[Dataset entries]
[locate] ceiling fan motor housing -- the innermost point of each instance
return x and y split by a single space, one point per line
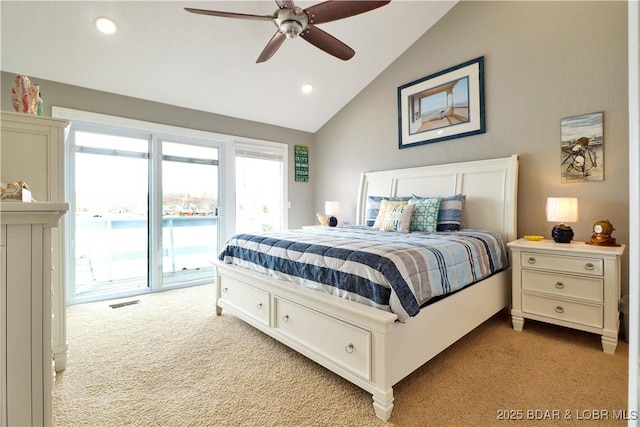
291 22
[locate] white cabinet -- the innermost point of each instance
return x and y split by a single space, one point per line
569 284
32 150
26 368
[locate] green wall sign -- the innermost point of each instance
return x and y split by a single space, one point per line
301 155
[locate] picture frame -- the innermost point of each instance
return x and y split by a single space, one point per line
442 106
582 148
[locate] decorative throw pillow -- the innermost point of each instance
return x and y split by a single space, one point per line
385 207
450 215
451 211
398 218
372 207
425 214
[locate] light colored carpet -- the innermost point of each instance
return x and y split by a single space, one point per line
170 361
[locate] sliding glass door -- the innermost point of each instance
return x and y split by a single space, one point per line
151 204
111 213
189 212
133 193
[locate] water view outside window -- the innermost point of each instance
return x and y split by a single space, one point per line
259 193
189 211
111 220
113 227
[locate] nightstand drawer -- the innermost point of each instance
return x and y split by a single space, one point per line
583 314
565 264
585 288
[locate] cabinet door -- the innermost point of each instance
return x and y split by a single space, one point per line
3 325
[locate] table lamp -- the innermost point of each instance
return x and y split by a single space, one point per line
562 210
331 209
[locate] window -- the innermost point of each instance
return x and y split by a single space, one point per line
151 204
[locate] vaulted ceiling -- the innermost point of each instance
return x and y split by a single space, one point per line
162 53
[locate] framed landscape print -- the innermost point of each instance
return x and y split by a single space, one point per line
582 148
444 105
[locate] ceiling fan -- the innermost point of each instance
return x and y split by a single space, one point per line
293 21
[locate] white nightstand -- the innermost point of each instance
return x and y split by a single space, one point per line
569 284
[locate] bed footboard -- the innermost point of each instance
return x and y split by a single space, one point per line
364 345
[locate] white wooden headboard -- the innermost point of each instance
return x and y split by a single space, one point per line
491 187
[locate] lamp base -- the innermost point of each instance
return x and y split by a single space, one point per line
562 233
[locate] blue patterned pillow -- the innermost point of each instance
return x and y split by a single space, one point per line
425 214
372 207
450 215
398 217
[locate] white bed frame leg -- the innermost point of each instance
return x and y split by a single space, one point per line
518 322
383 404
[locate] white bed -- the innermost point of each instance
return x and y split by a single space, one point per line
365 345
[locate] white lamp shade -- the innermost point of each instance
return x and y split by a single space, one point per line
562 209
332 208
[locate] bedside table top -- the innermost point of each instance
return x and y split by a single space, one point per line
574 246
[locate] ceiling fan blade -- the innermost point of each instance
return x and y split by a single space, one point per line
271 47
333 10
328 43
230 14
286 4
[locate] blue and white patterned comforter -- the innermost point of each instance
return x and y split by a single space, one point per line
397 272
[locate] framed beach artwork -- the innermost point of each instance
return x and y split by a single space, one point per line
445 105
582 148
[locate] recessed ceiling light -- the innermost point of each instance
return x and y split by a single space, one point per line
105 25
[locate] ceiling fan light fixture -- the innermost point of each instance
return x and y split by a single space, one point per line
291 29
105 25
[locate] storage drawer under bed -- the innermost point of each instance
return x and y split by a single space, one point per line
346 345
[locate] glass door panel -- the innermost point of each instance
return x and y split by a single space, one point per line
189 212
111 220
259 191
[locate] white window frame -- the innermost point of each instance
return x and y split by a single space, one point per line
226 180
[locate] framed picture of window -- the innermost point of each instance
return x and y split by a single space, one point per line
445 105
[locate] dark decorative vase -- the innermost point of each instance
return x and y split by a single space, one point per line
562 233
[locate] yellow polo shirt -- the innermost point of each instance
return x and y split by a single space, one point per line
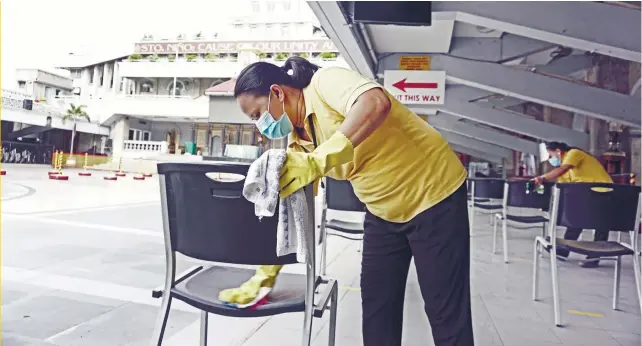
586 168
402 169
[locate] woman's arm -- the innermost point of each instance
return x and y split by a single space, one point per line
366 115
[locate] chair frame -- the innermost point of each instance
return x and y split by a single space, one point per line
503 217
552 245
472 208
324 234
327 301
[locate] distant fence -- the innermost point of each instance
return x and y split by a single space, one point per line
92 160
26 153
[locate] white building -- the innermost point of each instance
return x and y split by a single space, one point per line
169 91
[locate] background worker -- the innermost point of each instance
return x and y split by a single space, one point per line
575 166
347 127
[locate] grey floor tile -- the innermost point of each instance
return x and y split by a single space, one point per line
130 324
47 315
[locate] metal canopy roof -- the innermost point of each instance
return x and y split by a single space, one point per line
520 51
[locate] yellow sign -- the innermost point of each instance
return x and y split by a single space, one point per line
414 63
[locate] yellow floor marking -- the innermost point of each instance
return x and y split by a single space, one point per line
348 288
584 313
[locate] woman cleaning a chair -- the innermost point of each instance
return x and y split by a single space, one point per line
575 166
345 126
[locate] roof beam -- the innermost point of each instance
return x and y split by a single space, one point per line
578 25
334 24
554 92
476 153
457 104
461 140
450 123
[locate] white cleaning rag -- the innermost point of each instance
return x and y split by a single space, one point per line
262 188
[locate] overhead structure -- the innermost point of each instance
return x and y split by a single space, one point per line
523 52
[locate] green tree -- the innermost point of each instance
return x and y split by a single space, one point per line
75 114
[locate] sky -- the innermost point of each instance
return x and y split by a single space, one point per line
41 33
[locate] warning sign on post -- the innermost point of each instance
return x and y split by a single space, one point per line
414 63
416 87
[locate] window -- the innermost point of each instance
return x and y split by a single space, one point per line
147 87
285 30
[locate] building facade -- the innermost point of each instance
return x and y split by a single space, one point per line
170 92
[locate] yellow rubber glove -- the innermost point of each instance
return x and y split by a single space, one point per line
265 277
301 169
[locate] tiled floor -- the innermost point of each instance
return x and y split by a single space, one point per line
80 259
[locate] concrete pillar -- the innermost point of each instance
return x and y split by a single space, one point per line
85 85
118 134
96 82
107 73
117 79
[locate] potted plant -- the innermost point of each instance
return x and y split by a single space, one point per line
328 56
74 114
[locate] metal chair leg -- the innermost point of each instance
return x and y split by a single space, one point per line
495 238
204 323
536 269
161 322
616 282
505 238
332 324
556 293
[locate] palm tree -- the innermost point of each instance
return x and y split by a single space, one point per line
75 114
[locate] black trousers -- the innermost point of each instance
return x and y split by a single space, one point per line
439 241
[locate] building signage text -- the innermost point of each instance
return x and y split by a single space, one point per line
197 47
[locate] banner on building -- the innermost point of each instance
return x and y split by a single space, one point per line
203 47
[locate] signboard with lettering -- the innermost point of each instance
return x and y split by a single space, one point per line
204 47
414 63
416 87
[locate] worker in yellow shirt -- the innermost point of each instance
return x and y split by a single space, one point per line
575 166
345 126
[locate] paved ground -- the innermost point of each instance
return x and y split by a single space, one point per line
79 260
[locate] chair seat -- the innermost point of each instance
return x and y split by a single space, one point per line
345 227
202 289
488 206
526 219
595 248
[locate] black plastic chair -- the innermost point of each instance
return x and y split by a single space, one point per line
516 196
485 193
207 218
339 196
592 206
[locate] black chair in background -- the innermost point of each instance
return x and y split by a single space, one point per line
592 206
485 195
517 196
339 196
207 218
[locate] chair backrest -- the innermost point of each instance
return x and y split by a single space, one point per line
488 188
517 196
211 220
613 207
340 196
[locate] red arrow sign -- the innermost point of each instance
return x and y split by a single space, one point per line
403 85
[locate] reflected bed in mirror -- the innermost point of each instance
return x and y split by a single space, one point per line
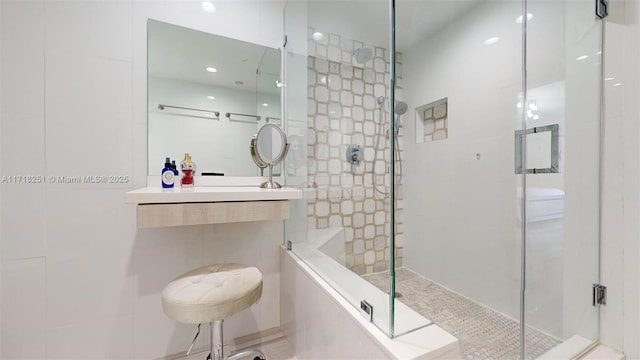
210 115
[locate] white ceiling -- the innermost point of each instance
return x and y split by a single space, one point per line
179 53
368 20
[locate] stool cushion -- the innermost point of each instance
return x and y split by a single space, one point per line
213 292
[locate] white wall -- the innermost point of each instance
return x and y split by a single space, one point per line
620 252
78 279
461 209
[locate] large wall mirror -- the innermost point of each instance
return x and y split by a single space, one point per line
210 114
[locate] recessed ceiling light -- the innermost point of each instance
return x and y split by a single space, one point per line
208 6
529 17
491 41
317 36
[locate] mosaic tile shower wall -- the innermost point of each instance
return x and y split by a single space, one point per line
343 110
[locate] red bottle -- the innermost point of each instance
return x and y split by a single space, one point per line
188 171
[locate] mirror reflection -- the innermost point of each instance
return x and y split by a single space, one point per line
207 96
270 142
268 148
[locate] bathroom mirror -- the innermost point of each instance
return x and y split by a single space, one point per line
268 148
205 113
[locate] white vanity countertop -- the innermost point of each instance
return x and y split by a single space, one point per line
158 195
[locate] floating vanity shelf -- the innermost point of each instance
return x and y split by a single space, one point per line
209 205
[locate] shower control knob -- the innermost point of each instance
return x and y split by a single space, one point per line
354 154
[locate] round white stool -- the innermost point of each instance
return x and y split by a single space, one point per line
210 294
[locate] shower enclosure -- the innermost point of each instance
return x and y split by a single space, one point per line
449 153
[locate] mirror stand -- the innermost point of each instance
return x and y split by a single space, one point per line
270 184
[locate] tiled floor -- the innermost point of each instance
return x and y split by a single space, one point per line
483 333
277 349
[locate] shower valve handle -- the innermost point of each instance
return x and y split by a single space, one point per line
354 154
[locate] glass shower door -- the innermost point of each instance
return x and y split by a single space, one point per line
564 58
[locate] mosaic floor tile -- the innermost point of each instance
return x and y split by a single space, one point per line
483 333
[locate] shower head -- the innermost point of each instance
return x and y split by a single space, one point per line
401 107
362 55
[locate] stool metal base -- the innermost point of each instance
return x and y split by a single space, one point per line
217 348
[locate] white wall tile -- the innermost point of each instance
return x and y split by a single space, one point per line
93 28
23 220
108 338
23 309
22 127
89 128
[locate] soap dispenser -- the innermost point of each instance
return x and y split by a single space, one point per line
168 175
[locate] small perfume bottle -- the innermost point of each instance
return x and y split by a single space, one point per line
188 171
168 175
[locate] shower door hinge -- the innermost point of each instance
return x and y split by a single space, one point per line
599 295
602 8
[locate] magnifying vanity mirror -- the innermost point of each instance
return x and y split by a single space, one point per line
268 148
207 95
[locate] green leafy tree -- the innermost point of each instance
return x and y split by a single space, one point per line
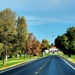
22 33
44 45
7 29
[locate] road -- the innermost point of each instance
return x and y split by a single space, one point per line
51 65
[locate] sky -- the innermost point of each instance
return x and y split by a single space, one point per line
46 19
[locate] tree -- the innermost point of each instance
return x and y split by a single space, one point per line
7 28
44 45
66 42
22 33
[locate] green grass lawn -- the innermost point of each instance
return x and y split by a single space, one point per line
72 58
13 61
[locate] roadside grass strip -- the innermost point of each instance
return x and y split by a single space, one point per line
68 64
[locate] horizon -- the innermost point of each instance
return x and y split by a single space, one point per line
46 19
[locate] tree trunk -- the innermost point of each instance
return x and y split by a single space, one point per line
3 59
69 55
30 55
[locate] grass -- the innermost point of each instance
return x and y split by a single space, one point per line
13 61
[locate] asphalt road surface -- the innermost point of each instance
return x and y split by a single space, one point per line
51 65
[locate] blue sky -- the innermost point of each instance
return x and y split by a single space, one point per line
45 18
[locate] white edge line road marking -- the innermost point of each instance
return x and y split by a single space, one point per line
68 64
16 66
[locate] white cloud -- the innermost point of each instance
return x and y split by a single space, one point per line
33 20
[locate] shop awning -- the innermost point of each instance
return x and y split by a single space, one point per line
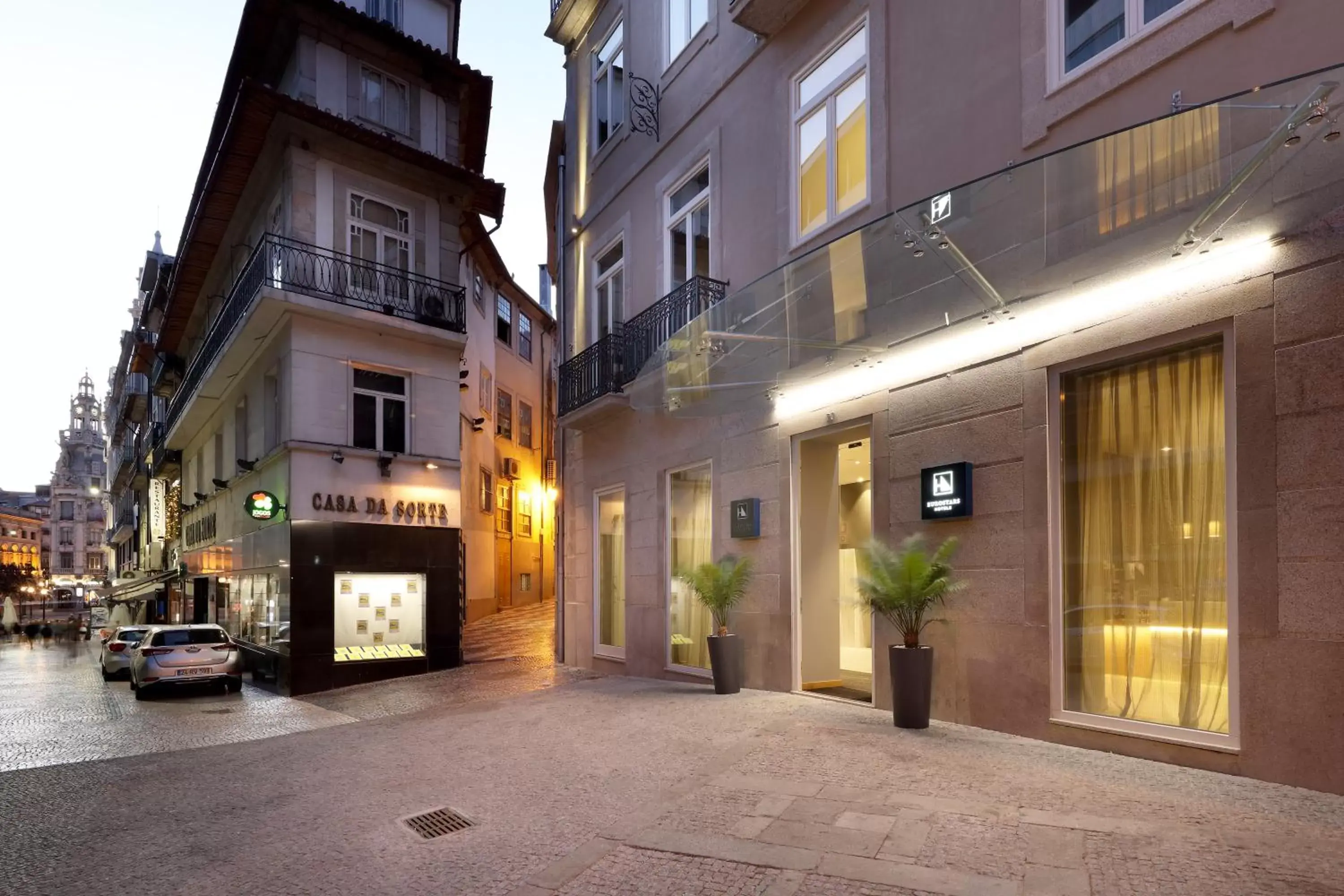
1068 241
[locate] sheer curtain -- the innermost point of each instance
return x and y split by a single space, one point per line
690 526
1146 562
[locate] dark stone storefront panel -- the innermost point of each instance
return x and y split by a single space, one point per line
322 550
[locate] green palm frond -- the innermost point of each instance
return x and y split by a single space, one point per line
721 586
904 585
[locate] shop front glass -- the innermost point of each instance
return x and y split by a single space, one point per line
1144 540
379 616
690 534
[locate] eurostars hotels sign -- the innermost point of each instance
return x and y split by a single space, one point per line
263 505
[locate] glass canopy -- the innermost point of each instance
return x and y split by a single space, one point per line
1041 249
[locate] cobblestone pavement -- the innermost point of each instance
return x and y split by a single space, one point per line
56 708
607 786
518 632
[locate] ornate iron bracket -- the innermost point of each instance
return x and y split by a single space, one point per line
646 100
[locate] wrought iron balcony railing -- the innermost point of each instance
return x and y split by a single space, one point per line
322 273
611 363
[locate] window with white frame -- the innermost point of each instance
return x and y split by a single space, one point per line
1086 29
379 234
689 229
609 291
503 414
487 491
389 11
831 134
503 320
1147 616
525 336
609 86
379 412
685 21
385 100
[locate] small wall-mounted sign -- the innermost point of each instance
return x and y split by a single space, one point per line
746 519
945 492
263 505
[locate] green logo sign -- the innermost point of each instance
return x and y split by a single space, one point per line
263 505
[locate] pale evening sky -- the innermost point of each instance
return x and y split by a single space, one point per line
116 105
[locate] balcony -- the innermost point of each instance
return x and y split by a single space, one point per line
324 275
615 361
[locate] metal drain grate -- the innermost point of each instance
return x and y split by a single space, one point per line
439 823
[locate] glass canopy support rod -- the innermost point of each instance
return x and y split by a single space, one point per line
1295 120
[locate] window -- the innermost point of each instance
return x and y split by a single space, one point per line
379 412
1093 26
385 100
241 431
525 425
689 229
686 18
389 11
1146 618
525 336
609 291
503 414
487 491
487 392
609 575
504 507
831 134
525 515
690 544
503 320
608 88
271 409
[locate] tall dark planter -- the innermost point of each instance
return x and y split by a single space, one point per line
726 663
912 685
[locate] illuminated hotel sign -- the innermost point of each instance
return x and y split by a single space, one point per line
263 505
945 492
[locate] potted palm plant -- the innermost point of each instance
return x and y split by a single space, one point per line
721 586
904 586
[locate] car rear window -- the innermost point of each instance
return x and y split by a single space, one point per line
185 637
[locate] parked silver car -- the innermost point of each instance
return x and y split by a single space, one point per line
115 657
185 655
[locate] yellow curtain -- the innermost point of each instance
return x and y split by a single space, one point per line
1146 573
1155 167
691 515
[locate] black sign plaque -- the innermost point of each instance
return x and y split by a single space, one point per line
746 519
945 492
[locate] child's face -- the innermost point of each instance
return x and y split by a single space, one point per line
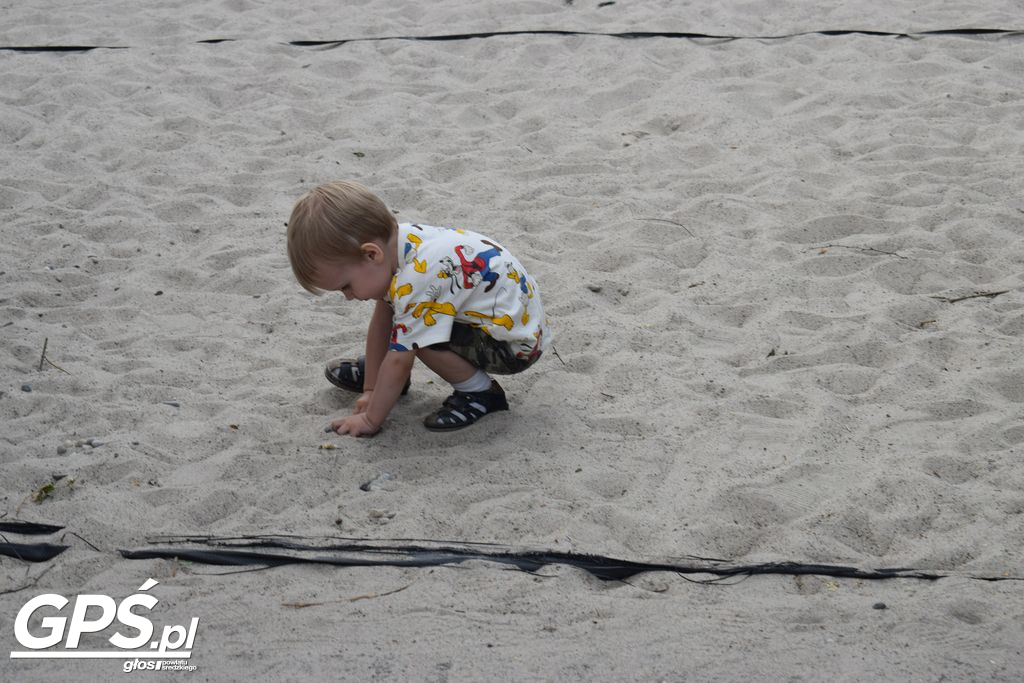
365 279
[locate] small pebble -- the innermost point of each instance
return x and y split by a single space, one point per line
381 516
377 482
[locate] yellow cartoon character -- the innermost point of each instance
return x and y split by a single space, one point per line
427 310
505 321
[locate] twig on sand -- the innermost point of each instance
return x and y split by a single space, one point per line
43 358
30 584
303 605
976 295
870 249
673 222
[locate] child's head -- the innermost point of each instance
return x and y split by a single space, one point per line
330 223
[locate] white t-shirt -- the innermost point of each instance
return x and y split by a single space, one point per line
446 275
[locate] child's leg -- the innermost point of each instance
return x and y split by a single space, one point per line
475 393
448 365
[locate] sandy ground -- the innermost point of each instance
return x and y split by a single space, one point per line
752 252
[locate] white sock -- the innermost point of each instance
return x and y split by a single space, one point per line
480 381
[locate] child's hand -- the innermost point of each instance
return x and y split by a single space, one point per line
355 425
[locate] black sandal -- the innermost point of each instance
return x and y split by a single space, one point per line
347 374
463 409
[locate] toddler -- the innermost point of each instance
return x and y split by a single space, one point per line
458 301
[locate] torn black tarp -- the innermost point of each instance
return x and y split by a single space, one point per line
28 528
34 552
276 551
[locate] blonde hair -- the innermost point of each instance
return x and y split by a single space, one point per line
332 222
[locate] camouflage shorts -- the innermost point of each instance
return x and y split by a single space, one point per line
484 351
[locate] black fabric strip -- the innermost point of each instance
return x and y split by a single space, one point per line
39 552
29 528
629 35
634 35
605 568
60 48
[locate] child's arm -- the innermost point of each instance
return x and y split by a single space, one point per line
378 335
390 381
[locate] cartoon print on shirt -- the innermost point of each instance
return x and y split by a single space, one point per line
477 269
448 272
449 275
427 309
525 290
505 321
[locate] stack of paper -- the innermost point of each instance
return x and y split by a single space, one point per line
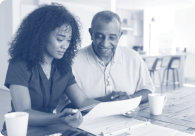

• WHAT YOU WILL DO:
Extract, word for word, each line from the top of the data down to and including the line with "[locate] decorative throw"; skip the pictures.

• ANSWER TO THE EXERCISE:
[locate] ceiling fan motor housing -- the innermost point of each instance
return x and y split by a single space, one point per line
291 22
[locate] white cabinet -- the innermost point of each instance
return x and y split by a single space, one point per line
569 284
32 150
26 368
[locate] green wall sign -- the innermost point of each instance
return x and y split by a single space, one point per line
301 155
[locate] picture frame -- the innermost point of each instance
return x and y split by a single space, one point per line
442 106
582 148
[locate] decorative throw pillow -- the innermost point of each instance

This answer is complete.